課題 A => 引用文に4桁の西暦で書かれている年を、出てくる順にすべて挙げよ。
課題 B => 項目の中から、語「gravel」を含む行をすべて抜き出せ。
++++ 引用文
44歳だった2019年に退職した千正さんは決断の数カ月前、過労のために休職していた。そのことが退職の理由と思われたこともあるが、「自分のなかではそうじゃない」と語る。
厚生労働省での官僚の仕事を「最高の職業」とまで思っていた千正さんに訪れた転機と、決断への思いとは──。
「お客さん」のことを知りたくなった
「やめる直前まで本当に幸せでした。自分は、好きなことをずっとやってきて、厚労省はすごく受け入れてくれていたんですよ」
2001年に入省した千正さんは「現場主義」を貫いた異色の官僚だった。19年9月末に退職した千正さんの頭に「退職」の二文字が浮かんだのは8月の頭。8月下旬に決断し職場に伝えた。つまり、直前までやめようと思ってはいなかったのだ。
そもそも、千正さんが「自由にやらせてもらった」とふり返る、型破りなライフワークが形作られてきたのは、若手時代の2006年ごろ政策の仕事が反映される最前線の現場を見に行ったのがきっかけだった。
++++++++
++++ 与えられた情報
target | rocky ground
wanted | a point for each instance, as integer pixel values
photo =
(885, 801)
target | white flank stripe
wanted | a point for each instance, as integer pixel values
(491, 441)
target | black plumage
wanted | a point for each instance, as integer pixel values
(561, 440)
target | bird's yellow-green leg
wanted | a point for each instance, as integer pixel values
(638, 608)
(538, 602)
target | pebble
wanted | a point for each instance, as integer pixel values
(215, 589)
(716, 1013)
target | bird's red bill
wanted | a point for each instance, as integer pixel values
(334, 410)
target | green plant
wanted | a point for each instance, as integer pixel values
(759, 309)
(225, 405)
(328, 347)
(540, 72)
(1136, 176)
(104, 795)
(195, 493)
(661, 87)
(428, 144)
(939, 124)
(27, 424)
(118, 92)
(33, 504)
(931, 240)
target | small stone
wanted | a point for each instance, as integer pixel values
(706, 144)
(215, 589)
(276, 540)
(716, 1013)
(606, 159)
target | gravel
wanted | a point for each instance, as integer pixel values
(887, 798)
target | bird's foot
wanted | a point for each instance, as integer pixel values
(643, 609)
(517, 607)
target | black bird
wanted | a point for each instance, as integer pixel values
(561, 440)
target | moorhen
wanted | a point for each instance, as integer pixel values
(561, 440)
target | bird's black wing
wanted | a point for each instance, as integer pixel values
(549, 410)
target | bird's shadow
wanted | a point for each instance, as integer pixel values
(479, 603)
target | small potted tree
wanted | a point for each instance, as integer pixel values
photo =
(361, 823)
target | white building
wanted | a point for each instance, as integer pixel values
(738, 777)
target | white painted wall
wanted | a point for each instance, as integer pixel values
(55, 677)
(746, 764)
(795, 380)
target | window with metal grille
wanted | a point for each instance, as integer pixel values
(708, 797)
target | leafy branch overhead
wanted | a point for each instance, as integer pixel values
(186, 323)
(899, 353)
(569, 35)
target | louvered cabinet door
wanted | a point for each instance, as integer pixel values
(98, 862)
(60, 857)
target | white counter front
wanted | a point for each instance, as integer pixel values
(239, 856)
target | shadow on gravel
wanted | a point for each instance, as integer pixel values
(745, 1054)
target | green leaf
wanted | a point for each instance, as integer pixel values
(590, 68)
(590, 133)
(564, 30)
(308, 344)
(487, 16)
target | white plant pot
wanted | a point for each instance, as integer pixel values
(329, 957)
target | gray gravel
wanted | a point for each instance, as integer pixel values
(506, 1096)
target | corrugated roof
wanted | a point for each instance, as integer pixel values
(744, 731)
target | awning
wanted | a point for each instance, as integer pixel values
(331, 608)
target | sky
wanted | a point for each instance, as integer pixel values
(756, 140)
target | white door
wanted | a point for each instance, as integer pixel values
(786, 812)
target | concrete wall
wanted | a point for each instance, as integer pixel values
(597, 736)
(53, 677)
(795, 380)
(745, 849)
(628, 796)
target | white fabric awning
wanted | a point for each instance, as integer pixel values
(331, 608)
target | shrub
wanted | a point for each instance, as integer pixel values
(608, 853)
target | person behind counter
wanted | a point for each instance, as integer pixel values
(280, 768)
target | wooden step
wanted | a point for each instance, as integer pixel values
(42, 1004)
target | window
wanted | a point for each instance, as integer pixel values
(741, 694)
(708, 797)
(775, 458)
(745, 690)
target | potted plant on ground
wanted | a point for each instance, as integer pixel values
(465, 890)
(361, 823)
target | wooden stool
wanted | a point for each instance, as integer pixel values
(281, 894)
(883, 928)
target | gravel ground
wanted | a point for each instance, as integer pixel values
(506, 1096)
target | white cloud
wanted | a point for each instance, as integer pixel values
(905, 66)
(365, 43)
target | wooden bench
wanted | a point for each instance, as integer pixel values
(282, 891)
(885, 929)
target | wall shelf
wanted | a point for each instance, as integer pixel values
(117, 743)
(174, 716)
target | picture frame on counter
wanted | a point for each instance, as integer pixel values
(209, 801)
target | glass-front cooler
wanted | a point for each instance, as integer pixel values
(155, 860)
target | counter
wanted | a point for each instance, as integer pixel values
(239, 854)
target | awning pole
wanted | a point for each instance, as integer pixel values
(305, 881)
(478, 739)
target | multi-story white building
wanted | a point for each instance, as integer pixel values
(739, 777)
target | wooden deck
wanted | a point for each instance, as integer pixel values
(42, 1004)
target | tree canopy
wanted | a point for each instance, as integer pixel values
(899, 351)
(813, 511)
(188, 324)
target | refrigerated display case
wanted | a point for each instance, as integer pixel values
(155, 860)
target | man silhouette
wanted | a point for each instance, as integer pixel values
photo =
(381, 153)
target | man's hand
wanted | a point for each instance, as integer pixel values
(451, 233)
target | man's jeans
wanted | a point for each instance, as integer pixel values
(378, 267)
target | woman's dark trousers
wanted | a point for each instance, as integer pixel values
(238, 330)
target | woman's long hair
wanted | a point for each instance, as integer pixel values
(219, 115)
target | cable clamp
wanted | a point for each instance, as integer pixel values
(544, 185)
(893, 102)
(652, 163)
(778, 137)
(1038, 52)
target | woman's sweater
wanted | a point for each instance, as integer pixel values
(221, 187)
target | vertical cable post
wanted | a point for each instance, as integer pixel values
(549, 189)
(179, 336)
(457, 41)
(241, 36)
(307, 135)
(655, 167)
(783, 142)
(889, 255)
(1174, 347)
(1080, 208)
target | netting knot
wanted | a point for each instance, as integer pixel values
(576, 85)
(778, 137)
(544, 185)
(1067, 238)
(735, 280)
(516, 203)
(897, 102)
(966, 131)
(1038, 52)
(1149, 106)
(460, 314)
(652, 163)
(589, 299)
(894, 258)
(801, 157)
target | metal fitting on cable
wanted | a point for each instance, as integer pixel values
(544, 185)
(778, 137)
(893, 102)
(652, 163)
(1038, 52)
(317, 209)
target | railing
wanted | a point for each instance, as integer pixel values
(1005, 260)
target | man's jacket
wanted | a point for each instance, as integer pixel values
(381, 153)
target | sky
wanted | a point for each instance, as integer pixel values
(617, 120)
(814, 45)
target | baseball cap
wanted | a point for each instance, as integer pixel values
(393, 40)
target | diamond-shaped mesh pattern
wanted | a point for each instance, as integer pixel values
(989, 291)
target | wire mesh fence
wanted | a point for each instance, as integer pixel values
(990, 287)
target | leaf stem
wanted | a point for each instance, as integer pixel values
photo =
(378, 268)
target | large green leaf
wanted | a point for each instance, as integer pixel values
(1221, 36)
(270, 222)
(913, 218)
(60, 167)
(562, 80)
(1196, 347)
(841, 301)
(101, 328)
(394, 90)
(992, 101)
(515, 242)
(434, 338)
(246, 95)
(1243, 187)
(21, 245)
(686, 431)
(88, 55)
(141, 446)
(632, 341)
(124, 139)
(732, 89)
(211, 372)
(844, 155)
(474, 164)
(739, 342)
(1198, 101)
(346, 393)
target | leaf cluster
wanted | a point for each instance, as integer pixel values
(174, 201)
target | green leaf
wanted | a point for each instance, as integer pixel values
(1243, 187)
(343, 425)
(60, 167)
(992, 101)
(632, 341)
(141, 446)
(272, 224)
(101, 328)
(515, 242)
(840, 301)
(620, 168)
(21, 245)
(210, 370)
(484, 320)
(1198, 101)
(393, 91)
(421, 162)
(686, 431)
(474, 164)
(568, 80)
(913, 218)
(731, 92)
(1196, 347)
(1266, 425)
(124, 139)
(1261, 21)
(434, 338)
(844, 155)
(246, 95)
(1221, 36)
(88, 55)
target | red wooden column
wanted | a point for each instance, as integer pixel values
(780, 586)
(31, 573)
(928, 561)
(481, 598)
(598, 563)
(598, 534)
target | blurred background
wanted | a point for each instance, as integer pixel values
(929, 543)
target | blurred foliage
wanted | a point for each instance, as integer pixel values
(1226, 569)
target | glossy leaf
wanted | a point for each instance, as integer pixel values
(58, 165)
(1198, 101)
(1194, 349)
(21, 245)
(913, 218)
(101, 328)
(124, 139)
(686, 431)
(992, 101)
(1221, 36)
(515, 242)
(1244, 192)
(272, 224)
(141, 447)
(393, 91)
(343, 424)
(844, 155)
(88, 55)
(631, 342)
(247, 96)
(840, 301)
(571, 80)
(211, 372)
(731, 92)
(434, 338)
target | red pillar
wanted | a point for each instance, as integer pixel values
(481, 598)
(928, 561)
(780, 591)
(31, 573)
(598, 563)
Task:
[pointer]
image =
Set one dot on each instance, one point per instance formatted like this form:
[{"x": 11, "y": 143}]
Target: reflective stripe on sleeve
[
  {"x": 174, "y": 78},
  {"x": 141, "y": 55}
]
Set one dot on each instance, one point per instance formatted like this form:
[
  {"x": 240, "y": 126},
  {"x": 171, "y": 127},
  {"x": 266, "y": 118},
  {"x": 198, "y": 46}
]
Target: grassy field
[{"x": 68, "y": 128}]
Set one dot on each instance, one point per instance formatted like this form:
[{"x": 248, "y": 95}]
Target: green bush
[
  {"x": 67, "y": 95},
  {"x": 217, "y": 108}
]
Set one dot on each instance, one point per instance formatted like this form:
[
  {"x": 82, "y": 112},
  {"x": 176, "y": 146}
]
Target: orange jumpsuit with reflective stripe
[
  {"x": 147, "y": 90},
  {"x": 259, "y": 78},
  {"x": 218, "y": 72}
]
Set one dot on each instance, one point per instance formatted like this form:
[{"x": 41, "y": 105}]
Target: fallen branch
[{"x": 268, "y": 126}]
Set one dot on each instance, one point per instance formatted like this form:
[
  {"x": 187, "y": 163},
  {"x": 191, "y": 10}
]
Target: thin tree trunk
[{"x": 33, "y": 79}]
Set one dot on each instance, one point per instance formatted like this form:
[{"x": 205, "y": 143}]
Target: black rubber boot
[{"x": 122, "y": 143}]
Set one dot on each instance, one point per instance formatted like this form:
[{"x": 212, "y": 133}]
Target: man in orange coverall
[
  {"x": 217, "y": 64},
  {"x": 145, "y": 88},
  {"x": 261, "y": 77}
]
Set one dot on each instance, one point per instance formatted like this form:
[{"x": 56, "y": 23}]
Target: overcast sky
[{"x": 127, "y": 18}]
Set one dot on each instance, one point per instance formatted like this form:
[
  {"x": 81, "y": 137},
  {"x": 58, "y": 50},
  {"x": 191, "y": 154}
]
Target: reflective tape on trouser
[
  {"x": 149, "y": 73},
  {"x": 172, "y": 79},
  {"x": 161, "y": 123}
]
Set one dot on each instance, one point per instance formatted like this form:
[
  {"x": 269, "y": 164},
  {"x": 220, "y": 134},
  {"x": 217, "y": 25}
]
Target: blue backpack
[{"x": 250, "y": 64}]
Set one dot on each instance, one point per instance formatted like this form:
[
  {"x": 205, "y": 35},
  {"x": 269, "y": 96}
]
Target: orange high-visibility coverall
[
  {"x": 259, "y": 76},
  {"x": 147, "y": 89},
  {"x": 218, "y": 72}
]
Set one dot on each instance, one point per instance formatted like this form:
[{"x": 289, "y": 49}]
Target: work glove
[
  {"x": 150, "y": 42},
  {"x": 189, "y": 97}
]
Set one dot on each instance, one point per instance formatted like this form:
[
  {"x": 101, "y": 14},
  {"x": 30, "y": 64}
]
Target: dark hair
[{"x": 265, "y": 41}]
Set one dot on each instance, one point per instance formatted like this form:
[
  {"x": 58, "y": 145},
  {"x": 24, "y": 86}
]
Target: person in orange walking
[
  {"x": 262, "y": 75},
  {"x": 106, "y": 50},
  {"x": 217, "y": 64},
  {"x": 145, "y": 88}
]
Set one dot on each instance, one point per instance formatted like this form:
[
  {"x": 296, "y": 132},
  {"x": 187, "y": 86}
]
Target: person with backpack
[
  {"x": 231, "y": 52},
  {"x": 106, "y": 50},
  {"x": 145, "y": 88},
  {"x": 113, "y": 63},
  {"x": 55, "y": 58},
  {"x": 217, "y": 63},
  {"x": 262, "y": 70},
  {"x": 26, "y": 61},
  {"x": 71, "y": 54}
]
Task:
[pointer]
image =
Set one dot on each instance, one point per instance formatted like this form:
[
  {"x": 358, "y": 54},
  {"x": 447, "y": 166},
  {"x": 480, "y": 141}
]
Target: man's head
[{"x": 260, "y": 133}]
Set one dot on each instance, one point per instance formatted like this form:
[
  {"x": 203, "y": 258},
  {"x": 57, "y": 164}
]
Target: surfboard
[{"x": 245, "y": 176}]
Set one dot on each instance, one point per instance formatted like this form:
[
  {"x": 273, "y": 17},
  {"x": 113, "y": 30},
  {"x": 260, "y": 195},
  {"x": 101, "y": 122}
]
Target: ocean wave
++++++++
出力結果 A => 2019年、2001年、2006年

出力結果 B =>
target | gravel
target | shadow on gravel
target | gray gravel
target | gravel ground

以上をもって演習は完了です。